| TEXTO |
□ □ □ □

"O conhecimento é o mais potente dos afetos: somente ele é capaz de induzir o ser humano a modificar sua realidade." Friedrich Nietzsche (1844?1900).
 

Professora Gisele Leite

Diálogos jurídicos & poéticos

Textos


Da crônica para a crônica.

 

 

 

Resumo: Para melhor enxergar a verdade deve-se exagerá-la. Mas, é perigoso pois depois pode ocorrer a reação e a relegar a categoria de erro, até que se efetue uma avaliação objetiva, sem desfigurá-la. A estreita relação entre obra e seu condicionamento social foi vista no século XX como uma chave para desvendá-la, depois fora rebaixada como uma falha de visão, só mais tarde assumiu os devidos contornos. A análise estética prece as considerações de outra ordem. Mostrar o valor e o significado de uma obra dependiam de esta exprimir ou não certo aspecto da realidade, e, depois observar o que havia de essencial. Mais tarde, aportou-se à oposta posição, mostrando que a matéria de uma obra pode ser secundária e sua relevância deriva de operações formais, conferindo-lhe peculiaridade e ainda ser independente de quaisquer condicionamentos, sobretudo o social.

Palavras-chave: Literatura. Sociologia. Crônica. Crônica brasileira. Interpretação.

□ □ □ □

| LINHAS FORNECIDAS |
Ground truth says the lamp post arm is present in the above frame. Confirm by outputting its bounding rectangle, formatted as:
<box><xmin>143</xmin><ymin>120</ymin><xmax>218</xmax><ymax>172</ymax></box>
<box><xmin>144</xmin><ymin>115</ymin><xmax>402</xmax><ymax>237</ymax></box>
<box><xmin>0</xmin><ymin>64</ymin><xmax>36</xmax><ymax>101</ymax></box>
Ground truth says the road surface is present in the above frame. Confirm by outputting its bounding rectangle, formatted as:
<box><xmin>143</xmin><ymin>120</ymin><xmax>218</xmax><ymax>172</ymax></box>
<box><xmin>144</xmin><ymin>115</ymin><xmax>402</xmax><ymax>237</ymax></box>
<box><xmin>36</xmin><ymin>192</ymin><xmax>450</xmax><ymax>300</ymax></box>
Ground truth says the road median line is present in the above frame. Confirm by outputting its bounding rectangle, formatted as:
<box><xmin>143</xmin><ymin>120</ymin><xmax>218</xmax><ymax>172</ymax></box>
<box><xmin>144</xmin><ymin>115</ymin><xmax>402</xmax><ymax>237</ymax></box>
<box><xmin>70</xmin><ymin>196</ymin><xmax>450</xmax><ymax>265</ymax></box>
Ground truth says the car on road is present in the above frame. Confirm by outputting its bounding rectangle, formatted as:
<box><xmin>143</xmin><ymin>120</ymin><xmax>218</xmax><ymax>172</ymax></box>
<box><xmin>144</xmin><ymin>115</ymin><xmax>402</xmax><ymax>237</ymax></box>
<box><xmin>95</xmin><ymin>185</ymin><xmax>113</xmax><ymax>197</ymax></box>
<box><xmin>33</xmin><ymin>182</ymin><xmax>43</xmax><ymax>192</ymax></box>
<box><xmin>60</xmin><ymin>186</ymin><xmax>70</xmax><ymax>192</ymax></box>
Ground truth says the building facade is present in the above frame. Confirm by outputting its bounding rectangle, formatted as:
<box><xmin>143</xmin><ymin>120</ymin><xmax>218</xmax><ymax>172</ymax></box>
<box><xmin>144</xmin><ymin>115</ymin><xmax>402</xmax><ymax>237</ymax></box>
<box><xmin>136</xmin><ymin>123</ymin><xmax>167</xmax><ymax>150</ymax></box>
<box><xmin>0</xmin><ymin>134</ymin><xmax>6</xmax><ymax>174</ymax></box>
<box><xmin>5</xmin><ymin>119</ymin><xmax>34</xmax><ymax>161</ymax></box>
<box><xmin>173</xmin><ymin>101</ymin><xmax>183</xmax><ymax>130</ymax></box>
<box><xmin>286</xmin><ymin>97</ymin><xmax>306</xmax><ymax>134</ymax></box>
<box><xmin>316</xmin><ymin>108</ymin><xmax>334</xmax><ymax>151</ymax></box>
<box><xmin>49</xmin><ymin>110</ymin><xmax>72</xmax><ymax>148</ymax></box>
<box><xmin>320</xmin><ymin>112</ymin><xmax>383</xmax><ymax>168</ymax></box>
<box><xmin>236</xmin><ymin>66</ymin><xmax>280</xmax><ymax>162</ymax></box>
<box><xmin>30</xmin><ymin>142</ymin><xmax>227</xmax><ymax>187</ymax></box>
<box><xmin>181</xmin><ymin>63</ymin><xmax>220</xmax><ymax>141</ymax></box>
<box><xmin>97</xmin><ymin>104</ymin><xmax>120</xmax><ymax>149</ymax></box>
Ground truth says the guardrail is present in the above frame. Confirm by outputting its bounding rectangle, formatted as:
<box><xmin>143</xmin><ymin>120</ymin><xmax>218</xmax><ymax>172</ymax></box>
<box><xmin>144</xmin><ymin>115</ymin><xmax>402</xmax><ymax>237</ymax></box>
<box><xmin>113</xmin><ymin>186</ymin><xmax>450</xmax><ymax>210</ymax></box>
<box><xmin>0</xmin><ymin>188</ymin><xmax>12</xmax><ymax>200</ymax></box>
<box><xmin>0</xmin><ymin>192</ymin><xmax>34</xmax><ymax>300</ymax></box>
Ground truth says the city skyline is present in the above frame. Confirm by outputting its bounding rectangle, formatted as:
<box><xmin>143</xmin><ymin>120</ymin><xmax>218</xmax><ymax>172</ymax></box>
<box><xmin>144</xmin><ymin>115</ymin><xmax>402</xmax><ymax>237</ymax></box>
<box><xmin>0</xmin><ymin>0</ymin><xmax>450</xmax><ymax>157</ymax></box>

□ □ □ □

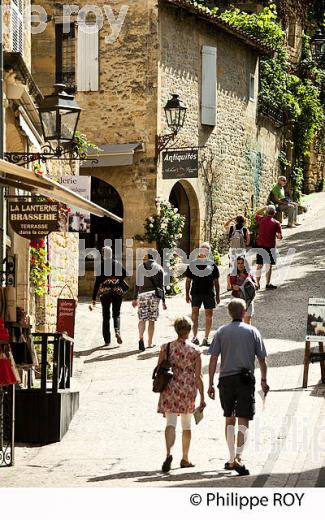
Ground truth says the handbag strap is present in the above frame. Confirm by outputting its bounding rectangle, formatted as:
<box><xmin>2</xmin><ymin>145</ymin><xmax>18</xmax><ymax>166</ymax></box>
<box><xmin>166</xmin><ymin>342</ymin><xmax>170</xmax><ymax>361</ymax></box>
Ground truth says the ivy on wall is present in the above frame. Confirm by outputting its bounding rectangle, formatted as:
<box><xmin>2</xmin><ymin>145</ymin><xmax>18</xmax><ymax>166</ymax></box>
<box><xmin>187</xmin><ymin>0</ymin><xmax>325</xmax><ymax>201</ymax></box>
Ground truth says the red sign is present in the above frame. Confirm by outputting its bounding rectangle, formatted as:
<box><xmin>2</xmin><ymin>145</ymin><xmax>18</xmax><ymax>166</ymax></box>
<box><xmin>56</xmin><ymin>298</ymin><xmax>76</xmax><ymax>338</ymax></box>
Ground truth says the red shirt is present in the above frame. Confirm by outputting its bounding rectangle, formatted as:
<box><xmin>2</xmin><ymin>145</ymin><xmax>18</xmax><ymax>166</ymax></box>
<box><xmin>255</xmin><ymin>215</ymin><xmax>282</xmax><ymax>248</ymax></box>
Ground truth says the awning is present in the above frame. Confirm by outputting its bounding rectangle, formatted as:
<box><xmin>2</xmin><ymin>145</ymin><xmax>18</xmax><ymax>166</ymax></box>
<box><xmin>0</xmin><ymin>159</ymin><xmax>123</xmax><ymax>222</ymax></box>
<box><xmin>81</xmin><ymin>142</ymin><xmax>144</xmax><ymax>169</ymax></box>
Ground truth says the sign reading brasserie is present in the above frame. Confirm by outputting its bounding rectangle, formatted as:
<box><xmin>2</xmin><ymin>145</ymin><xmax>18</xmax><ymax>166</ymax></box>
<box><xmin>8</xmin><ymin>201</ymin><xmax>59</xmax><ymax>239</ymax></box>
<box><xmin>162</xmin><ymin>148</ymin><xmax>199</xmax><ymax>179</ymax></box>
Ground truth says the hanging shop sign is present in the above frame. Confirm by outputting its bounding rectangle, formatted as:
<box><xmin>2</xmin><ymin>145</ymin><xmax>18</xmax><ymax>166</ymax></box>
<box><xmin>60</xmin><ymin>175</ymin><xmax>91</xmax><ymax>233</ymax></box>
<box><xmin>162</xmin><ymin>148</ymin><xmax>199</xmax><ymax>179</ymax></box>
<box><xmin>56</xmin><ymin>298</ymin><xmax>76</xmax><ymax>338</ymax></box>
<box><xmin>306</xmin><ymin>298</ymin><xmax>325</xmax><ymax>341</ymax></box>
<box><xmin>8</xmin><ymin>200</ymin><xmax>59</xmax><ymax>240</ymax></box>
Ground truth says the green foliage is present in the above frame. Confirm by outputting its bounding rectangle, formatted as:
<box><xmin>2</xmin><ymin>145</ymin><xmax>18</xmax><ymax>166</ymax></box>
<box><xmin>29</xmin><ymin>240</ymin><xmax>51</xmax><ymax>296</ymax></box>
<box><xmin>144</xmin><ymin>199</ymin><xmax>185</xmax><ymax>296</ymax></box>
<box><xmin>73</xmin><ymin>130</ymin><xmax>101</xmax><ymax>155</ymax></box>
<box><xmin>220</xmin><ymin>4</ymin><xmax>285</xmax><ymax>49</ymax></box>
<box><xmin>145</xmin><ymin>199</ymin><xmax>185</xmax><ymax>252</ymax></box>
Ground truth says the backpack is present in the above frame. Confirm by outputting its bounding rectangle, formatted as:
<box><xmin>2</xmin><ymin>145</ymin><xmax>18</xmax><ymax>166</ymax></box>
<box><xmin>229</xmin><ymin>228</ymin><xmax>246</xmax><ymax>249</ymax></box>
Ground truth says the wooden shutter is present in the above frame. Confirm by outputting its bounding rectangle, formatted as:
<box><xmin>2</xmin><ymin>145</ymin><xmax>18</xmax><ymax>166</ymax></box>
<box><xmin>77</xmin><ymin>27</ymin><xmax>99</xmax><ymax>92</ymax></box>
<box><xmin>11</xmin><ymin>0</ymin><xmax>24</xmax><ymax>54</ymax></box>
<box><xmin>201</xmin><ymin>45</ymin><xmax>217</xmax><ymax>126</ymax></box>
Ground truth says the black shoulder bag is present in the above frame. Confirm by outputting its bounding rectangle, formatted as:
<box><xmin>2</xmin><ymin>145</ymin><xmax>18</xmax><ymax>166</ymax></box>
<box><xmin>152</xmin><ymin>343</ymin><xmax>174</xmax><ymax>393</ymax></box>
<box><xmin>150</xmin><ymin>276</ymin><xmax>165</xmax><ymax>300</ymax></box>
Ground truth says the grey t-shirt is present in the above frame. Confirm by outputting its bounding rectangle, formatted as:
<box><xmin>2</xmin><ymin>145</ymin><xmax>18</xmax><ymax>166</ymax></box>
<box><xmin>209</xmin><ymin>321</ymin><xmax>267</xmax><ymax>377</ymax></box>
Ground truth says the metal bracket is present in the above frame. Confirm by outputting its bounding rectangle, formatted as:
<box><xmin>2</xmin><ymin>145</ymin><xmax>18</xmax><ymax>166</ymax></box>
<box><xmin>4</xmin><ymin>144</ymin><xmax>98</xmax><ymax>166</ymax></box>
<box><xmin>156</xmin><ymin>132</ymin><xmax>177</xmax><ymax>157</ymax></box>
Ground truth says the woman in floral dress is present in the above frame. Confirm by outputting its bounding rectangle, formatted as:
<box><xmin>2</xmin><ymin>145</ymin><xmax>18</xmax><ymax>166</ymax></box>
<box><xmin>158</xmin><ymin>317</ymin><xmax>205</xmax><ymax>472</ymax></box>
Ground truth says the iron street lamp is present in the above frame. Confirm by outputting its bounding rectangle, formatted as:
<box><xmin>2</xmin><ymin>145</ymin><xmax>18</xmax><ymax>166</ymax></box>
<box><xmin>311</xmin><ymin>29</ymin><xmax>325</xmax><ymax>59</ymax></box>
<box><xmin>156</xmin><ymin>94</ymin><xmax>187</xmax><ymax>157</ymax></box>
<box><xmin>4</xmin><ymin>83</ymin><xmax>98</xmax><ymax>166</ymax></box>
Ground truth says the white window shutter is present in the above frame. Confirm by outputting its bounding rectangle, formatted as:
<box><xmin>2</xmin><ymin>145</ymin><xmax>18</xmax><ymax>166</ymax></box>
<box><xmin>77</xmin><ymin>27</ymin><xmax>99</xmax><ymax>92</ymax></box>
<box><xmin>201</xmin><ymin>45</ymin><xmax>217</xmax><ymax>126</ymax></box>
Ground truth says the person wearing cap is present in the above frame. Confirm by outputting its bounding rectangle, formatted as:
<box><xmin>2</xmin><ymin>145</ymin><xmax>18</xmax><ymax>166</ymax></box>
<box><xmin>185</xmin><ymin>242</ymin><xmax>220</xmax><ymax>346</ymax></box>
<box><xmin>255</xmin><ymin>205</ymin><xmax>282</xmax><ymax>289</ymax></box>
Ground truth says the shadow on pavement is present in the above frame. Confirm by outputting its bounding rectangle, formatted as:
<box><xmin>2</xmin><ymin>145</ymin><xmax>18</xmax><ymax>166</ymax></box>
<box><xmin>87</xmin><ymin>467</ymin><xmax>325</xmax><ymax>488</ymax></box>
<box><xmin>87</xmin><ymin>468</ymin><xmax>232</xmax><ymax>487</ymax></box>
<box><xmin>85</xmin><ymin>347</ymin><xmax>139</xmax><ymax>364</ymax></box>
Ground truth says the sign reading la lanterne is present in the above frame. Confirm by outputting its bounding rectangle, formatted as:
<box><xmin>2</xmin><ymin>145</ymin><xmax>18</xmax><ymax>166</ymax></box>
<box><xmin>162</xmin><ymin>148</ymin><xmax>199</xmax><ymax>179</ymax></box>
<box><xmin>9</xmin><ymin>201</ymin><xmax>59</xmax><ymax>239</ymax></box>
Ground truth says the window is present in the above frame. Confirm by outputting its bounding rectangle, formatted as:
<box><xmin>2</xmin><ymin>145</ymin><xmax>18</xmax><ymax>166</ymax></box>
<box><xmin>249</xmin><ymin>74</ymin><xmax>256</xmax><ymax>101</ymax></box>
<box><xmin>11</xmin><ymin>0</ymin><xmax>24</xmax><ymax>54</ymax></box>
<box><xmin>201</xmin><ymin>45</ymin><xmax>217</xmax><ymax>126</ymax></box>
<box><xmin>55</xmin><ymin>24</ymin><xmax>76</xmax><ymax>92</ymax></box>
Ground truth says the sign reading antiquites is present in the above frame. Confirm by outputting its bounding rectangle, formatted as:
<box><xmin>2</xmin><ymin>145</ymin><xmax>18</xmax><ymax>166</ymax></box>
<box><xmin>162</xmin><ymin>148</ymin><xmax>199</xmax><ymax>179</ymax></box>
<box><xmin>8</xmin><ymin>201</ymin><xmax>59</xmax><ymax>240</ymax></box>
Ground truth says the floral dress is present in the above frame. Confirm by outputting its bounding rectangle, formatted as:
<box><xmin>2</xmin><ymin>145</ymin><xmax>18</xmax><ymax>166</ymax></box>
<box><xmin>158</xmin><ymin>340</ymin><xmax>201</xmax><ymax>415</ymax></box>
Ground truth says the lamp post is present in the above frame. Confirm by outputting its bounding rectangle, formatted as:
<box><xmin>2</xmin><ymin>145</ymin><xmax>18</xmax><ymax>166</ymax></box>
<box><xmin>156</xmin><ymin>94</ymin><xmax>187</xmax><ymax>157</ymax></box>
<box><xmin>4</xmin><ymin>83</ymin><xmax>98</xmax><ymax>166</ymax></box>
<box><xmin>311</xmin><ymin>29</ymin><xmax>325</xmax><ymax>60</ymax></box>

□ □ □ □

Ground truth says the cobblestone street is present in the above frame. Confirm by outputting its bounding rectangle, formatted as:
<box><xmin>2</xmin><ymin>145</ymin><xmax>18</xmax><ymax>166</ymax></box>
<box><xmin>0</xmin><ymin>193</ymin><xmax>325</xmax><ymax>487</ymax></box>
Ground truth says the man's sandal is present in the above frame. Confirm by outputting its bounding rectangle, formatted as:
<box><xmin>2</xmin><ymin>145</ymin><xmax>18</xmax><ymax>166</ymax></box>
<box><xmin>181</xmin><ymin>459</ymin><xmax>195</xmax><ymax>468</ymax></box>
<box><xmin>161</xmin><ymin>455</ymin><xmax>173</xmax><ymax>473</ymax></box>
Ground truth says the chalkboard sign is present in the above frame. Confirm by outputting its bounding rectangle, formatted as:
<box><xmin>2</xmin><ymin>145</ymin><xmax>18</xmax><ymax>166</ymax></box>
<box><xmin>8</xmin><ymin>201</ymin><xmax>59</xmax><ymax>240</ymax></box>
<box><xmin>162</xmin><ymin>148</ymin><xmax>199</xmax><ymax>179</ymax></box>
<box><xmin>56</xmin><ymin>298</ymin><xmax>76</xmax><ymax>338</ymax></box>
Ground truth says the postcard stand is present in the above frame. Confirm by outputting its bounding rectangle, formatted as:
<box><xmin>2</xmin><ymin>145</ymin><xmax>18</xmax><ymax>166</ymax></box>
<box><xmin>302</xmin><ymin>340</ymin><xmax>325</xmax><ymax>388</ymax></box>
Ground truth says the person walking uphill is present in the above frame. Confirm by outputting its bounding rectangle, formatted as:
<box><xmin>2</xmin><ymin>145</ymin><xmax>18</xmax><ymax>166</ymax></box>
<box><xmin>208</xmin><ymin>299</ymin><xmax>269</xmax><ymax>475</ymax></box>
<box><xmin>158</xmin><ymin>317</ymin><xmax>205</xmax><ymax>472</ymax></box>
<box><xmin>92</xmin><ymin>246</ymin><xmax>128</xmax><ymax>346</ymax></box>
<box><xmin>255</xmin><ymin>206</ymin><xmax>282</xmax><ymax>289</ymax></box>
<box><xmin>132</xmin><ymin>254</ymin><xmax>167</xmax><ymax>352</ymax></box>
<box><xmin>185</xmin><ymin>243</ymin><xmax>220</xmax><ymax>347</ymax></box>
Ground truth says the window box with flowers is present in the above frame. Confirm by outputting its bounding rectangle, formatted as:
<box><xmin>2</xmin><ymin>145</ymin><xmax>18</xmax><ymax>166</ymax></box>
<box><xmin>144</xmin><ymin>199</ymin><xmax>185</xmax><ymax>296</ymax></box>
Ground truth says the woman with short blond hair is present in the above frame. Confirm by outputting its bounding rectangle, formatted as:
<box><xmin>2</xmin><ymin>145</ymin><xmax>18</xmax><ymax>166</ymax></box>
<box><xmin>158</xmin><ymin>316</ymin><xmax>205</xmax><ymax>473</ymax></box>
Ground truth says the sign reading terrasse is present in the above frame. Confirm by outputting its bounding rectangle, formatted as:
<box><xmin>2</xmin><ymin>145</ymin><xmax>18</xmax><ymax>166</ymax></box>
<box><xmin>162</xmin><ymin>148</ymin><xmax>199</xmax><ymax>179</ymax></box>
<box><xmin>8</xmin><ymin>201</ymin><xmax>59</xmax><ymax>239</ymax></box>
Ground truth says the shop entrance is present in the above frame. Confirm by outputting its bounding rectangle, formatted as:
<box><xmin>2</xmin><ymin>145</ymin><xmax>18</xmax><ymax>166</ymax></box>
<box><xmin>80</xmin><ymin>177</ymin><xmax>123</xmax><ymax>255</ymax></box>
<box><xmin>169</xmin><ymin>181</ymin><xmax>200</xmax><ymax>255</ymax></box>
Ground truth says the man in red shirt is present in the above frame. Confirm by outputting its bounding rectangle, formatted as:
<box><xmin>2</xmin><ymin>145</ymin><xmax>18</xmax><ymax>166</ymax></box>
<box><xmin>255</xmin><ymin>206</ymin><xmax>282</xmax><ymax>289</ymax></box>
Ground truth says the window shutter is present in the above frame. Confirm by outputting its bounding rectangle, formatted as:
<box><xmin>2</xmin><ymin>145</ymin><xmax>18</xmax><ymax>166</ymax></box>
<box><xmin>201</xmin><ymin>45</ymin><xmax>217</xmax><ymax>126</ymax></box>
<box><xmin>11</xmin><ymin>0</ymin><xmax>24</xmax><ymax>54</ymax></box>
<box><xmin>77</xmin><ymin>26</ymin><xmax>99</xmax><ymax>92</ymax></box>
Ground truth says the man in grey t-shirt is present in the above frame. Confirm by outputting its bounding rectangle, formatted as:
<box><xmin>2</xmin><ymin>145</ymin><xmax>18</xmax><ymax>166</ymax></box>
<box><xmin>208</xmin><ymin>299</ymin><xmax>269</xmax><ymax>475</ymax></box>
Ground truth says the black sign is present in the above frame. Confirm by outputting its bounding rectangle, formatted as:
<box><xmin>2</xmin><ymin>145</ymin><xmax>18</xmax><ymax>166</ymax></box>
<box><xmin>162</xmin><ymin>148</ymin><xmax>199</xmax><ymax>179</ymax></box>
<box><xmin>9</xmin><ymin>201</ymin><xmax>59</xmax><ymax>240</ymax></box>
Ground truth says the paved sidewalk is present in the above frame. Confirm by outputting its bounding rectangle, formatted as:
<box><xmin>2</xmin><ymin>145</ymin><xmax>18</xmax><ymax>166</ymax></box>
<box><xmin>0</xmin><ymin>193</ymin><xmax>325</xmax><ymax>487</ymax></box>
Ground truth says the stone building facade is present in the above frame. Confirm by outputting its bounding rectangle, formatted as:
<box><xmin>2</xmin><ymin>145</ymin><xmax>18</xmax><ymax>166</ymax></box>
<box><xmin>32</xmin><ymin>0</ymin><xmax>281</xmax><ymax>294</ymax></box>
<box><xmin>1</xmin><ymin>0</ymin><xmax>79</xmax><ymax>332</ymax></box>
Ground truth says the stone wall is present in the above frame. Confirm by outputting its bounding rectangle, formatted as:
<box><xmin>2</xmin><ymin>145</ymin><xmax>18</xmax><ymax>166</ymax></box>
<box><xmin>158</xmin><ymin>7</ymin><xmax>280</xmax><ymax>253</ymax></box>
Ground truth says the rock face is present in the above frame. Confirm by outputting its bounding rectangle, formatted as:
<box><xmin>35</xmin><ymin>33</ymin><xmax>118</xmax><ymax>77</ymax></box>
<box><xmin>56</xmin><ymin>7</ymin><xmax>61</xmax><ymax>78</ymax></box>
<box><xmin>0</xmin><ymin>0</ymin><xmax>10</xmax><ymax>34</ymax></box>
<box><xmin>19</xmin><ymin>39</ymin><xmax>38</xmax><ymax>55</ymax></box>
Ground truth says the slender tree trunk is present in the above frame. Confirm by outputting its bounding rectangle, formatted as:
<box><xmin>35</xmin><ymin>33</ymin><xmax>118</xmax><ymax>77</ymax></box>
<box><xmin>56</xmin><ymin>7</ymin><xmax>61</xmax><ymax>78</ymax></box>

□ □ □ □

| TAREFA 1 |
Responda com base no texto sobre a crônica:
(a) Segundo a epígrafe, qual é o mais potente dos afetos?
(b) Em que século a relação entre a obra e seu condicionamento social foi vista como uma chave para desvendá-la?
(c) Quais são as palavras-chave indicadas?
| TAREFA 2 |
No texto sobre a crônica, reescreva o trecho que começa nas palavras que contêm "Da crônica para" e termina depois de "sobretudo o social.", trocando "condicionamento social" por "contexto social".
| TAREFA 3 |
Dê sequência ao texto sobre a crônica a partir do ponto em que ele para.

| RESPOSTA 1 |
(a) O conhecimento.
(b) No século XX.
(c) Literatura, Sociologia, Crônica, Crônica brasileira e Interpretação.

| RESPOSTA 2 |
Da crônica para a crônica.

 

 

 

Resumo: Para melhor enxergar a verdade deve-se exagerá-la. Mas, é perigoso pois depois pode ocorrer a reação e a relegar a categoria de erro, até que se efetue uma avaliação objetiva, sem desfigurá-la. A estreita relação entre obra e seu contexto social foi vista no século XX como uma chave para desvendá-la, depois fora rebaixada como uma falha de visão, só mais tarde assumiu os devidos contornos. A análise estética prece as considerações de outra ordem. Mostrar o valor e o significado de uma obra dependiam de esta exprimir ou não certo aspecto da realidade, e, depois observar o que havia de essencial. Mais tarde, aportou-se à oposta posição, mostrando que a matéria de uma obra pode ser secundária e sua relevância deriva de operações formais, conferindo-lhe peculiaridade e ainda ser independente de quaisquer condicionamentos, sobretudo o social.

| RESPOSTA 3 |
 

 

 

Antonio Candido (1981) teve especial importância no âmbito da crônica ao afirmar que esta pertence ao rés-do-chão, do mesmo modo que se relacionam as esculturas de Bispo do Rosário e Maria Grampim, na obra que leva o mesmo nome do ensaio de Candido: “A vida ao rés-do-chão”. O gênero está relacionado, sobretudo, ao que é terreno e mundano. Ela sussurra, prende-se ao efêmero, ao cotidiano e ao diário. A crônica está relacional ao espaço que a gera que é o jornal.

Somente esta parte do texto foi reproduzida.